Texte source:
Antonio Guterres, le secrétaire général des Nations unies qui sera sur place en fin de semaine, a très vite évoqué une « catastrophe climatique ». Une catastrophe apocalyptique : le tiers du pays est sous les eaux après les pics de canicule et de sécheresse du printemps. Ces moussons meurtrières, alimentées entre autres par la fonte ultra rapide des nombreux glaciers du Pakistan, sont loin d’être terminées. Un nouveau déluge de précipitations est annoncé pour la mi-septembre. De par sa géographie, ce grand pays du sud-est asiatique est clairement identifié comme l’un des plus exposés au changement climatique. Il est classé parmi les dix pays les plus vulnérables, selon le Global Climate index 2021.

Éléments d'identification de lieux:
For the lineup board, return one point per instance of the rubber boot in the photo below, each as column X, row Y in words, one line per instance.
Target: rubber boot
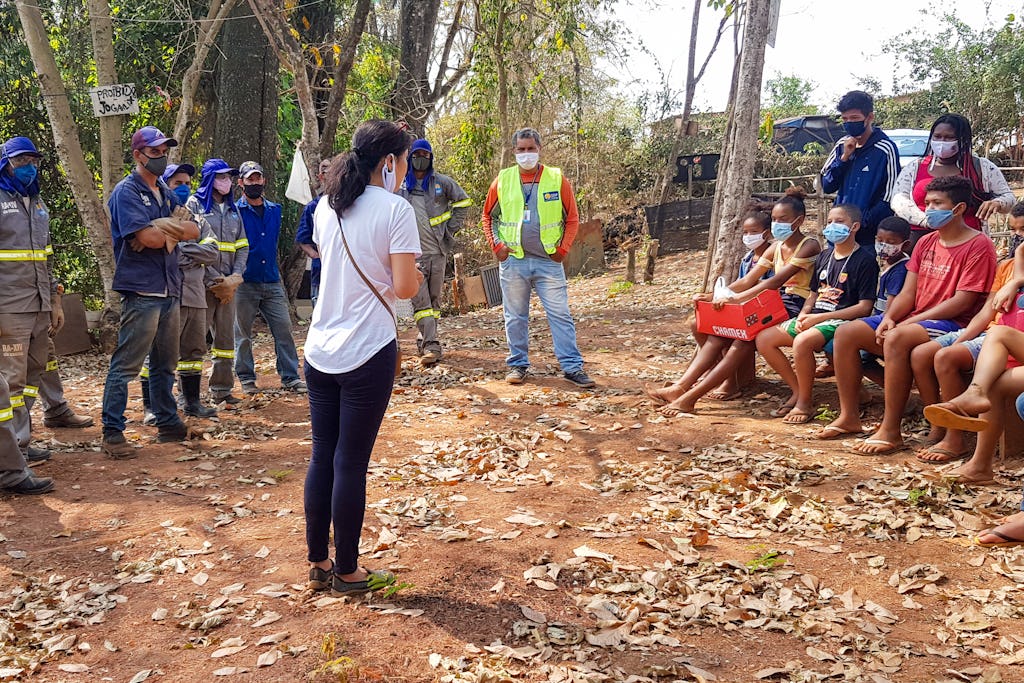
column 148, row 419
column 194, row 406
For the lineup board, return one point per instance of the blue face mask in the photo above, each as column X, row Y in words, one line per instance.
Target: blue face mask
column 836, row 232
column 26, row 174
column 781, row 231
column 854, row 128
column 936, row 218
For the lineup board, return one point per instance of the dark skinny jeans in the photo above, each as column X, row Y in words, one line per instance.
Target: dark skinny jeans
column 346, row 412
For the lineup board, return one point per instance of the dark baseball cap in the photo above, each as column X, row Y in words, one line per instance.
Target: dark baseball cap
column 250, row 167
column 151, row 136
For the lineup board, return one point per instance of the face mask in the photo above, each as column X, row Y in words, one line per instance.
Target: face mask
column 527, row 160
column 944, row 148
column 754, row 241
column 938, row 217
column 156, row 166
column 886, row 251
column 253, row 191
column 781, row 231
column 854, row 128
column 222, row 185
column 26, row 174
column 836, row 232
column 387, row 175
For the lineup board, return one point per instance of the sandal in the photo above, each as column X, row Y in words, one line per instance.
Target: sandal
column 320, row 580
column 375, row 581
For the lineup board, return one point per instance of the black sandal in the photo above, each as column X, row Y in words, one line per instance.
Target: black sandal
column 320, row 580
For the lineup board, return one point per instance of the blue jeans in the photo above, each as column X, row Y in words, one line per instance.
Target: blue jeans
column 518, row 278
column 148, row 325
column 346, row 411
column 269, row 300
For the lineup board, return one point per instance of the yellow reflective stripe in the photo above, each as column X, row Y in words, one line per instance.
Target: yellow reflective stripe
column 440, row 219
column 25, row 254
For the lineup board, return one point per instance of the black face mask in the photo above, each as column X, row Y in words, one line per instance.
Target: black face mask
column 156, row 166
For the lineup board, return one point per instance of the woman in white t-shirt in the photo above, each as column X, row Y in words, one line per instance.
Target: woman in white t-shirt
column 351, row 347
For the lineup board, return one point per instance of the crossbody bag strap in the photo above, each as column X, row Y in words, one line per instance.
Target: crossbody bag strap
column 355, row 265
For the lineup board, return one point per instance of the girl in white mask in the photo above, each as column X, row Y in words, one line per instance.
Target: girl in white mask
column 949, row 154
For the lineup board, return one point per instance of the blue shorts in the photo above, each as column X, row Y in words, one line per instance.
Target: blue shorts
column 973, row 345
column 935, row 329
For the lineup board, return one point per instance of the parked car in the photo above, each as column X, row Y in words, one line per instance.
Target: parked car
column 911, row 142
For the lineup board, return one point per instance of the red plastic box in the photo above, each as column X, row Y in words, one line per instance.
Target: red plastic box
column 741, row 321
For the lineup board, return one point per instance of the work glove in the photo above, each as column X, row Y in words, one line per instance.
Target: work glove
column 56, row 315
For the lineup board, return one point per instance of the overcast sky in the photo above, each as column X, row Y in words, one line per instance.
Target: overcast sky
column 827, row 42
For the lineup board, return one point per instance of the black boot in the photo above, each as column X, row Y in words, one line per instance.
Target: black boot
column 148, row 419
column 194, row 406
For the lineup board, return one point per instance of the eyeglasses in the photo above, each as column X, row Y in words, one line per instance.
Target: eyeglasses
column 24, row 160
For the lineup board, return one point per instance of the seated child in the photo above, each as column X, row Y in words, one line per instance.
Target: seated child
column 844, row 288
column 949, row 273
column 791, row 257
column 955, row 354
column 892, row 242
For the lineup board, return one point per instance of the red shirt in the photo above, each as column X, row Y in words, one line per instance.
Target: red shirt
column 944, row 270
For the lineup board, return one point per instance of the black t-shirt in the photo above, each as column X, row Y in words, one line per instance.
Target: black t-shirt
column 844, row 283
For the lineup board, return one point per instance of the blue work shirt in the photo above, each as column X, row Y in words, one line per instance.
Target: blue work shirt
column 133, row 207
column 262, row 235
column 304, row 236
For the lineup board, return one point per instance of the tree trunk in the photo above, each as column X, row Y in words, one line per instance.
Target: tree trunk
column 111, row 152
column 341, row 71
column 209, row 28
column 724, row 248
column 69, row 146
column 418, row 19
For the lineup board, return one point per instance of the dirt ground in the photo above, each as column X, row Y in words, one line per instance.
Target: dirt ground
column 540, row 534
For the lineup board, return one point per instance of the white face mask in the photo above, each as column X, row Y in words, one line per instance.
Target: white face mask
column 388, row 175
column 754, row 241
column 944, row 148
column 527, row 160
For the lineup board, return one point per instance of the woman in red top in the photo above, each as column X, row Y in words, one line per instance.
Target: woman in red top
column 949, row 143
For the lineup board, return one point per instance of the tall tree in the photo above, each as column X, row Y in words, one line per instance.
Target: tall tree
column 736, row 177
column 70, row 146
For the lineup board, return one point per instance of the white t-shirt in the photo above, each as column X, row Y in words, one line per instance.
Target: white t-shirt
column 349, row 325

Consignes à suivre:
1 – Citez le texte sur les inondations au Pakistan depuis « Antonio Guterres, le » jusqu'à « Climate index 2021. » inclus.
2 – D'après le texte sur les inondations au Pakistan, pour quand un nouveau déluge de précipitations est-il annoncé ?

Résultats:
1 –
Antonio Guterres, le secrétaire général des Nations unies qui sera sur place en fin de semaine, a très vite évoqué une « catastrophe climatique ». Une catastrophe apocalyptique : le tiers du pays est sous les eaux après les pics de canicule et de sécheresse du printemps. Ces moussons meurtrières, alimentées entre autres par la fonte ultra rapide des nombreux glaciers du Pakistan, sont loin d’être terminées. Un nouveau déluge de précipitations est annoncé pour la mi-septembre. De par sa géographie, ce grand pays du sud-est asiatique est clairement identifié comme l’un des plus exposés au changement climatique. Il est classé parmi les dix pays les plus vulnérables, selon le Global Climate index 2021.

2 – Il est annoncé pour la mi-septembre.